◆ Work instructions
Please pick out every line in the data below that contains the word "shirt", and copy each one. Case counts.

◆ Material for the task
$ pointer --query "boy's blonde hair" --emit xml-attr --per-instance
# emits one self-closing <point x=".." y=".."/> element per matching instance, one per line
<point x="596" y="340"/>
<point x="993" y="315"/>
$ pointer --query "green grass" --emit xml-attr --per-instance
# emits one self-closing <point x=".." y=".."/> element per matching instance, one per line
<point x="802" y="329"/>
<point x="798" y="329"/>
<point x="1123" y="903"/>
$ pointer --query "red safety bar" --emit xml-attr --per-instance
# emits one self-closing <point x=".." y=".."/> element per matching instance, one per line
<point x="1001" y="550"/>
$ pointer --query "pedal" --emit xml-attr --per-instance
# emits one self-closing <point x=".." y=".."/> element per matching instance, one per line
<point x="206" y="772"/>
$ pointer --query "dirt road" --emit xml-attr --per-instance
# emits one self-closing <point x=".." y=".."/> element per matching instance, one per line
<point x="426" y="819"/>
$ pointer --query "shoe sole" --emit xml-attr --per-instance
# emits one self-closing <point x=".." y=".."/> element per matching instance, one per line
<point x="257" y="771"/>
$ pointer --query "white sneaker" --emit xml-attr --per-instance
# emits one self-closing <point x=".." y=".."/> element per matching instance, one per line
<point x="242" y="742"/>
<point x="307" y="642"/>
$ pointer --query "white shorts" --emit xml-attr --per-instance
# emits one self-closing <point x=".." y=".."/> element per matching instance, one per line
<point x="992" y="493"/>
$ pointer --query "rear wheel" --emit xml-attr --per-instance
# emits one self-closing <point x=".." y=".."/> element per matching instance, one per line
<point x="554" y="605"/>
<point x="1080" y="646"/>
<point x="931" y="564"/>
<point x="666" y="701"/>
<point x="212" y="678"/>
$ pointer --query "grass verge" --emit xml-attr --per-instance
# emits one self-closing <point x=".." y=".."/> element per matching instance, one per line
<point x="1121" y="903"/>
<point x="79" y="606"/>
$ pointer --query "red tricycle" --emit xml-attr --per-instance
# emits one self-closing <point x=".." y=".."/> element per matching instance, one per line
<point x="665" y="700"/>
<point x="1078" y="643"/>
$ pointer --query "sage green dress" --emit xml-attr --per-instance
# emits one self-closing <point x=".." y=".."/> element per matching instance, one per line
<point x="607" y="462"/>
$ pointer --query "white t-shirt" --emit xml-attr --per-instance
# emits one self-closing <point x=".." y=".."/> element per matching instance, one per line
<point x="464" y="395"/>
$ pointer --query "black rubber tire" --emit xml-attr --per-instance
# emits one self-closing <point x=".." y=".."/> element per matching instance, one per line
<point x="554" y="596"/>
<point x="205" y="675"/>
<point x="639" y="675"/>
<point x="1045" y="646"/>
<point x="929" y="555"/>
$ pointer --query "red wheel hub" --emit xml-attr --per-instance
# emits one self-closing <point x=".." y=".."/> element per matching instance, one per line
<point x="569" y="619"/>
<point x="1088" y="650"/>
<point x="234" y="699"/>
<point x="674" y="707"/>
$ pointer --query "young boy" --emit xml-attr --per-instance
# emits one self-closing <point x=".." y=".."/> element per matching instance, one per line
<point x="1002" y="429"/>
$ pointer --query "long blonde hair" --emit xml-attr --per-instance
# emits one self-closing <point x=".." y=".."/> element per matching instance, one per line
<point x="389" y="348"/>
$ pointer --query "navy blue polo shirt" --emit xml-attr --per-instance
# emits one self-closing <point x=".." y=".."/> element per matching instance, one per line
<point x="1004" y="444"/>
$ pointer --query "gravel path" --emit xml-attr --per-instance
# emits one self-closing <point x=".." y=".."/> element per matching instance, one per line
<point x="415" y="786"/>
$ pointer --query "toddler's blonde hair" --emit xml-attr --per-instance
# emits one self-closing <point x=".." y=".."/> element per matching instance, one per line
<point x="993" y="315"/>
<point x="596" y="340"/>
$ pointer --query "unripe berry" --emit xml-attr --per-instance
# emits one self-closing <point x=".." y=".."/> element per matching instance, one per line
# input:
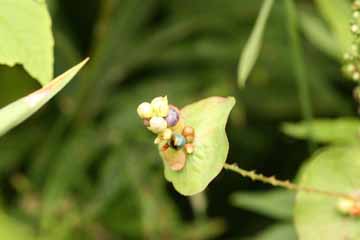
<point x="189" y="134"/>
<point x="145" y="110"/>
<point x="189" y="148"/>
<point x="166" y="134"/>
<point x="157" y="124"/>
<point x="173" y="117"/>
<point x="160" y="106"/>
<point x="177" y="141"/>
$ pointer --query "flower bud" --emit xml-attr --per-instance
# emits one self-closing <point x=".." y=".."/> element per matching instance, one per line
<point x="173" y="117"/>
<point x="166" y="134"/>
<point x="157" y="124"/>
<point x="189" y="134"/>
<point x="177" y="141"/>
<point x="145" y="110"/>
<point x="160" y="106"/>
<point x="189" y="148"/>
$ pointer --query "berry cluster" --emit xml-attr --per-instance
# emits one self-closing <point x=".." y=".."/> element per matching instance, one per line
<point x="165" y="121"/>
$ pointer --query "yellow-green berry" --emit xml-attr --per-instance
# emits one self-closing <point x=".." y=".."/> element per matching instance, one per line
<point x="189" y="148"/>
<point x="160" y="106"/>
<point x="177" y="141"/>
<point x="157" y="124"/>
<point x="166" y="134"/>
<point x="145" y="110"/>
<point x="189" y="134"/>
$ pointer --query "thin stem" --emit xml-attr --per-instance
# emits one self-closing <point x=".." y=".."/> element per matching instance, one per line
<point x="285" y="183"/>
<point x="299" y="67"/>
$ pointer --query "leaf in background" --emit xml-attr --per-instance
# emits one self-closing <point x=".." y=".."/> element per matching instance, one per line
<point x="284" y="231"/>
<point x="342" y="130"/>
<point x="317" y="33"/>
<point x="316" y="217"/>
<point x="208" y="117"/>
<point x="252" y="48"/>
<point x="276" y="203"/>
<point x="11" y="229"/>
<point x="18" y="111"/>
<point x="338" y="15"/>
<point x="26" y="37"/>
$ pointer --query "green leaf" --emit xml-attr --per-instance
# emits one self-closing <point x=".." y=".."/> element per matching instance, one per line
<point x="26" y="37"/>
<point x="18" y="111"/>
<point x="253" y="45"/>
<point x="338" y="15"/>
<point x="284" y="231"/>
<point x="276" y="203"/>
<point x="342" y="130"/>
<point x="208" y="117"/>
<point x="316" y="217"/>
<point x="318" y="34"/>
<point x="12" y="229"/>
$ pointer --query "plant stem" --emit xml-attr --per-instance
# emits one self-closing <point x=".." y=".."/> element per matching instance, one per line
<point x="299" y="67"/>
<point x="285" y="183"/>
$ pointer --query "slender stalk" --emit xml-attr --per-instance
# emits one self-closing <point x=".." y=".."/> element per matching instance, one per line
<point x="285" y="183"/>
<point x="299" y="67"/>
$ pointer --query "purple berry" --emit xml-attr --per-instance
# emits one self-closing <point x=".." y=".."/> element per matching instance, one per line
<point x="172" y="118"/>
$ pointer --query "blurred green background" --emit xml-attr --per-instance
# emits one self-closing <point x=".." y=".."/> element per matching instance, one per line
<point x="85" y="168"/>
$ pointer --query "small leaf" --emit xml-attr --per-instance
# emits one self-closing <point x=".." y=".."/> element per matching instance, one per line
<point x="26" y="37"/>
<point x="18" y="111"/>
<point x="342" y="130"/>
<point x="316" y="216"/>
<point x="276" y="203"/>
<point x="337" y="13"/>
<point x="253" y="45"/>
<point x="208" y="117"/>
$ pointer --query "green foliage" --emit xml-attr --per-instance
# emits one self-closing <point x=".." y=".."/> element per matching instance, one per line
<point x="342" y="130"/>
<point x="18" y="111"/>
<point x="253" y="46"/>
<point x="12" y="229"/>
<point x="334" y="169"/>
<point x="84" y="168"/>
<point x="277" y="204"/>
<point x="337" y="13"/>
<point x="276" y="232"/>
<point x="319" y="35"/>
<point x="209" y="118"/>
<point x="26" y="37"/>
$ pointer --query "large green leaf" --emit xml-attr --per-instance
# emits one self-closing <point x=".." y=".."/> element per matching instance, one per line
<point x="12" y="229"/>
<point x="18" y="111"/>
<point x="276" y="203"/>
<point x="26" y="38"/>
<point x="282" y="231"/>
<point x="253" y="46"/>
<point x="208" y="117"/>
<point x="342" y="130"/>
<point x="316" y="217"/>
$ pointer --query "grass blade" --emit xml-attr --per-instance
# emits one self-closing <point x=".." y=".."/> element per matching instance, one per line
<point x="18" y="111"/>
<point x="253" y="45"/>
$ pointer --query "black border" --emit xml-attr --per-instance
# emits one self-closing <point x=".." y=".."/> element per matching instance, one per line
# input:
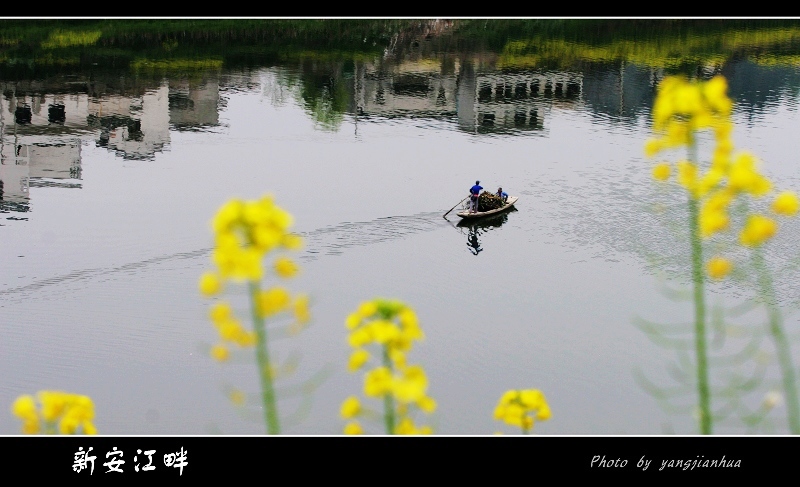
<point x="412" y="458"/>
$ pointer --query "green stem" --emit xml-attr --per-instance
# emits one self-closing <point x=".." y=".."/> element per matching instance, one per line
<point x="781" y="342"/>
<point x="703" y="391"/>
<point x="262" y="358"/>
<point x="388" y="399"/>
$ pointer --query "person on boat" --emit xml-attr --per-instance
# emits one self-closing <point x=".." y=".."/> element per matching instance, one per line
<point x="502" y="194"/>
<point x="474" y="192"/>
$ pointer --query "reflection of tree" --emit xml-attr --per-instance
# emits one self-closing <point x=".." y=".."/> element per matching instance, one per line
<point x="324" y="93"/>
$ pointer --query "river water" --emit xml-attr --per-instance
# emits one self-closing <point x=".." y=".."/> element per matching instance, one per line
<point x="110" y="179"/>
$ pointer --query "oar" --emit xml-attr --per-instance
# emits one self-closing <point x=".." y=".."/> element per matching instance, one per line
<point x="454" y="207"/>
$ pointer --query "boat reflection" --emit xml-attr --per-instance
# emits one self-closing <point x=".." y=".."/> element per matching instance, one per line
<point x="476" y="228"/>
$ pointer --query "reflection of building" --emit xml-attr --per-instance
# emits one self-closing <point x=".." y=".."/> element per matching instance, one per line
<point x="41" y="132"/>
<point x="479" y="102"/>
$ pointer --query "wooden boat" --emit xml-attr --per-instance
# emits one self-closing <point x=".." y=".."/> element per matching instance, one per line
<point x="465" y="213"/>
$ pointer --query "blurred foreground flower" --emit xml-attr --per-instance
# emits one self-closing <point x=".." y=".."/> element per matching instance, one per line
<point x="53" y="412"/>
<point x="244" y="233"/>
<point x="384" y="331"/>
<point x="522" y="408"/>
<point x="682" y="109"/>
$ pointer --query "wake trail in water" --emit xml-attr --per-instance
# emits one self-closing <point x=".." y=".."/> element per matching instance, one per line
<point x="331" y="240"/>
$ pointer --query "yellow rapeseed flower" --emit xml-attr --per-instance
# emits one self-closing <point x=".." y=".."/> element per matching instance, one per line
<point x="58" y="411"/>
<point x="757" y="230"/>
<point x="520" y="408"/>
<point x="785" y="204"/>
<point x="718" y="267"/>
<point x="351" y="407"/>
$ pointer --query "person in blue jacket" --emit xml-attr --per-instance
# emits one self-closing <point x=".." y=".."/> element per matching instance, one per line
<point x="502" y="194"/>
<point x="474" y="192"/>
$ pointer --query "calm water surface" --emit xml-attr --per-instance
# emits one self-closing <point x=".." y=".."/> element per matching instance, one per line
<point x="109" y="187"/>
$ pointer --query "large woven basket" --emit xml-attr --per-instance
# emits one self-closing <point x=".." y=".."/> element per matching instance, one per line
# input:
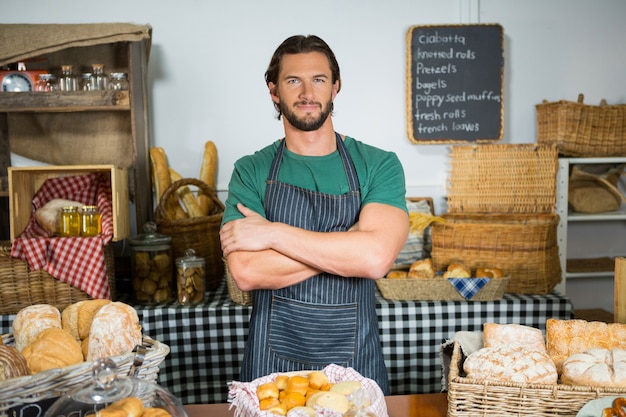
<point x="469" y="397"/>
<point x="56" y="382"/>
<point x="21" y="287"/>
<point x="523" y="246"/>
<point x="502" y="178"/>
<point x="198" y="233"/>
<point x="437" y="289"/>
<point x="579" y="129"/>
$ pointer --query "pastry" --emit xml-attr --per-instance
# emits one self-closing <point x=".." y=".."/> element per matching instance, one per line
<point x="596" y="367"/>
<point x="12" y="363"/>
<point x="489" y="273"/>
<point x="567" y="337"/>
<point x="495" y="334"/>
<point x="457" y="270"/>
<point x="115" y="330"/>
<point x="422" y="268"/>
<point x="511" y="364"/>
<point x="32" y="320"/>
<point x="52" y="348"/>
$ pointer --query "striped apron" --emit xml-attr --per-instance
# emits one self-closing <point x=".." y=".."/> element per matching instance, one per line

◆ Solution for this problem
$ pointer --query "white t-shirt" --emit xml-attr --per-instance
$ pointer --query "navy blue polo shirt" --emit xml-attr --per-instance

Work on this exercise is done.